Subsea inspection, maintenance, and repair (IMR) services today are largely a deployed, vessel-based market with approximately 60% of its $3-billion market going to vessel spend. Remotely operated vehicles (ROVs) make up the largest market share in the sector, and have been in the market for decades, but they may not be the optimal solution for operators looking to keep costs down as they recover from the oil price downturn.

Neil Herbst, subsea IMR program manager at Schlumberger, said the cost of deployment is an issue with ROVs. Prior to the downturn, a single-day rate for an ROV could run as much as $100,000. That figure contracted after the downturn, but he said it has started to rise in recent months. The support crew needed to run an ROV-based inspection may be cost-inefficient as well, and the operation of an ROV system may not be possible in certain weather conditions.

While ROV technology has improved incrementally over the years, Herbst said the majority of systems require a dedicated crew capable of performing the subsea tasks required by operators. Deployments require extensive ship-based crews dedicated to the operation of maintaining that vessel, and its operation is contingent on weather, so there may be times of the year when ocean conditions make ROV operation impossible.

“You look at ROVs and their development costs, and I’m not saying they’re low, but the ROVs had larger development costs when they were originally developed 40 years ago,” Herbst said during a panel discussion held at the inaugural SPE ENGenious Conference in Aberdeen in September. “Now there isn’t a lot of money going into changing the technologies there. They are very expensive to maintain and operate, especially with the people that are required to do that.”

Information supplied.

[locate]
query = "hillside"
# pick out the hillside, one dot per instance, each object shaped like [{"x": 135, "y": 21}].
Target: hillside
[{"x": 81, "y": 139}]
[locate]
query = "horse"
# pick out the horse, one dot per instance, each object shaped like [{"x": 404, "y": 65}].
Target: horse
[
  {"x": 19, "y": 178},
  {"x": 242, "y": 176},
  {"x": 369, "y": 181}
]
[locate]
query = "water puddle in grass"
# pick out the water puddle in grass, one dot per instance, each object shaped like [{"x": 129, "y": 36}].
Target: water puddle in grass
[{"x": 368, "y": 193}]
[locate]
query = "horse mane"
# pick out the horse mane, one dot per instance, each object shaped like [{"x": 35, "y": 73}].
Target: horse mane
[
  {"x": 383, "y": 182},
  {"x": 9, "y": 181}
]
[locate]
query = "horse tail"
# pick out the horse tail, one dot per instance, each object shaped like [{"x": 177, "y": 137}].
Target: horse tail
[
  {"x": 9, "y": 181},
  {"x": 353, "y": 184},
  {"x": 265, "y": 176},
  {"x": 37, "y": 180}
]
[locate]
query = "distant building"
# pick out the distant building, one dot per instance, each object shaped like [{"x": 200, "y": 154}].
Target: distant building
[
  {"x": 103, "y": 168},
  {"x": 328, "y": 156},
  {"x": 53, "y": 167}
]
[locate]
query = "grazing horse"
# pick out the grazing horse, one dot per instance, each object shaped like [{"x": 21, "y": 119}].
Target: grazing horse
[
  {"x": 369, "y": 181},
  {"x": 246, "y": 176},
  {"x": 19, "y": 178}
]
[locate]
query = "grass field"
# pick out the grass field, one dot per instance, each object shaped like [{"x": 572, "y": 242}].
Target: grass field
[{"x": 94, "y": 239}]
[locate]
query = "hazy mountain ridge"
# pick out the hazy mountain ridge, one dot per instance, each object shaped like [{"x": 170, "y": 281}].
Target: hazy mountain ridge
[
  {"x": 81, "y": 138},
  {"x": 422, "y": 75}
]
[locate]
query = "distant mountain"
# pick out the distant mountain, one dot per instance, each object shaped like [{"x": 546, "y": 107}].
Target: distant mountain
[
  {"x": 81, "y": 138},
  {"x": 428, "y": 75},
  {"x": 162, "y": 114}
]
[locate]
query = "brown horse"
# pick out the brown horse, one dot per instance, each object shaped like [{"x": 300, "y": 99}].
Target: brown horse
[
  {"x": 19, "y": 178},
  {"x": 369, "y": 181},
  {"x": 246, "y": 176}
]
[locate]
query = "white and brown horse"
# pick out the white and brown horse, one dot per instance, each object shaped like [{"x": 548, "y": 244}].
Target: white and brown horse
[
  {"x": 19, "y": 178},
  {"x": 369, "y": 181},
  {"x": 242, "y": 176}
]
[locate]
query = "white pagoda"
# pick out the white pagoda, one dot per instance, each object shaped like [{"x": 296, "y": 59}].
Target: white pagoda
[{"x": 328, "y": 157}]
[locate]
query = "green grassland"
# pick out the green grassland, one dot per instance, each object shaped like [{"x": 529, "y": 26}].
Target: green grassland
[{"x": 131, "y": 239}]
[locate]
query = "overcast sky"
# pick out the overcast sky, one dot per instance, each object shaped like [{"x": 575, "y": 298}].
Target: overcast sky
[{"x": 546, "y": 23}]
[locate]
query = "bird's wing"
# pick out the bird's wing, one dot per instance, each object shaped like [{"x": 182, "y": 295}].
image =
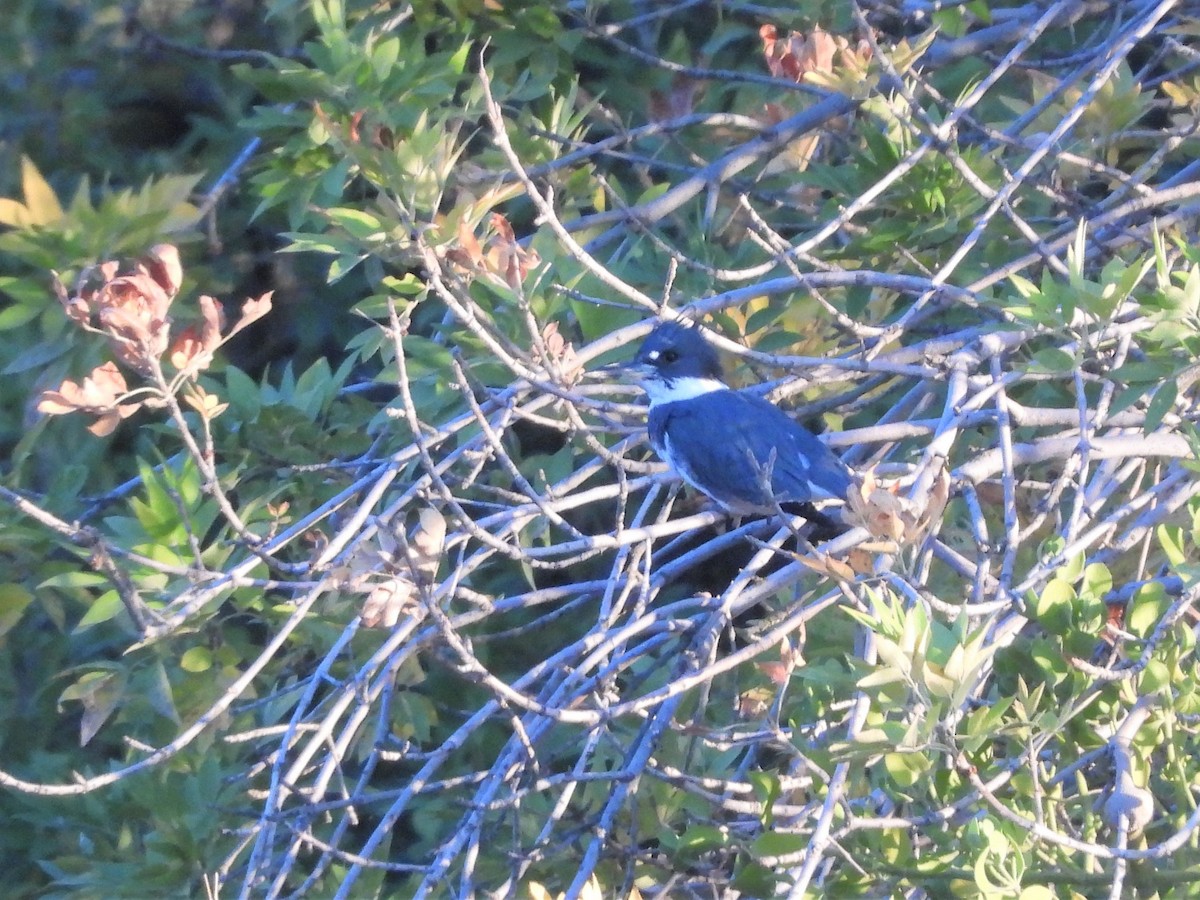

What you will do.
(1) Swap "Remotely operated vehicles" for "Underwater robots" in the subsea IMR excerpt, and write out the part starting at "Subsea inspection, maintenance, and" and ending at "oil price downturn.".
(2) According to the subsea IMR excerpt, how much could a single-day rate for an ROV run before the downturn?
(3) Pick up the subsea IMR excerpt after its final sentence and keep writing.
This data has nothing to do with the subsea IMR excerpt.

Replies.
(1)
Subsea inspection, maintenance, and repair (IMR) services today are largely a deployed, vessel-based market with approximately 60% of its $3-billion market going to vessel spend. Underwater robots (ROVs) make up the largest market share in the sector, and have been in the market for decades, but they may not be the optimal solution for operators looking to keep costs down as they recover from the oil price downturn.

(2) As much as $100,000.

(3)
Reducing the amount of crew and vessel days is a goal for companies in the IMR space, but what gets those companies closer to that goal? James Jamieson, business development manager at iTech Services, said continuing to identify incremental savings is not sustainable, and that a more innovative approach is required.

“We have to make a significant change in the way we do things, primarily in reducing the number of days that we have a vessel at sea and monitoring the risk in that as well,” Jamieson said at the ENGenious panel. “We can’t reduce capabilities without introducing risk. We have to have the same service while limiting the offshore days as much as we can. That’s where we can see savings.”

Supervised Autonomy

Autonomous underwater vehicles (AUVs) are obvious solution to reducing man-hours in subsea IMR, but their entry into the market is not necessarily cut-and-dried. Jamieson said industry can perform fully autonomous inspections today, but the bulk of IMR work is in maintenance and repair, which often means light or heavy intervention that requires human interaction. Herbst presented this issue as a question of cost vs. trust: Do operators trust the technology enough to use it over a legacy technology that still affords them a sizeable measure of control in the operation?

Ross Doak, data centric systems engineer at Shell, said that from an operator perspective, the question of autonomy is one of value. An autonomous system, he said, is not valuable in and of itself. Operators are asking for a service, and that service can be provided in a number of ways.

“Robots are really all about data acquisition, and the problem that I see with subsea when it relates to drones is that all of the computing power is pushed to the edge. It’s all on the device itself, which means that in terms of data storage, that has a premium on the design. When you look at what robotics are going to do, especially on the inspection market, you have to look at the reduction in vessel days being enabled by an automated system. I think we have to look at it in two forms: What kind of inspection services do we want, and how does that fit the business plan?”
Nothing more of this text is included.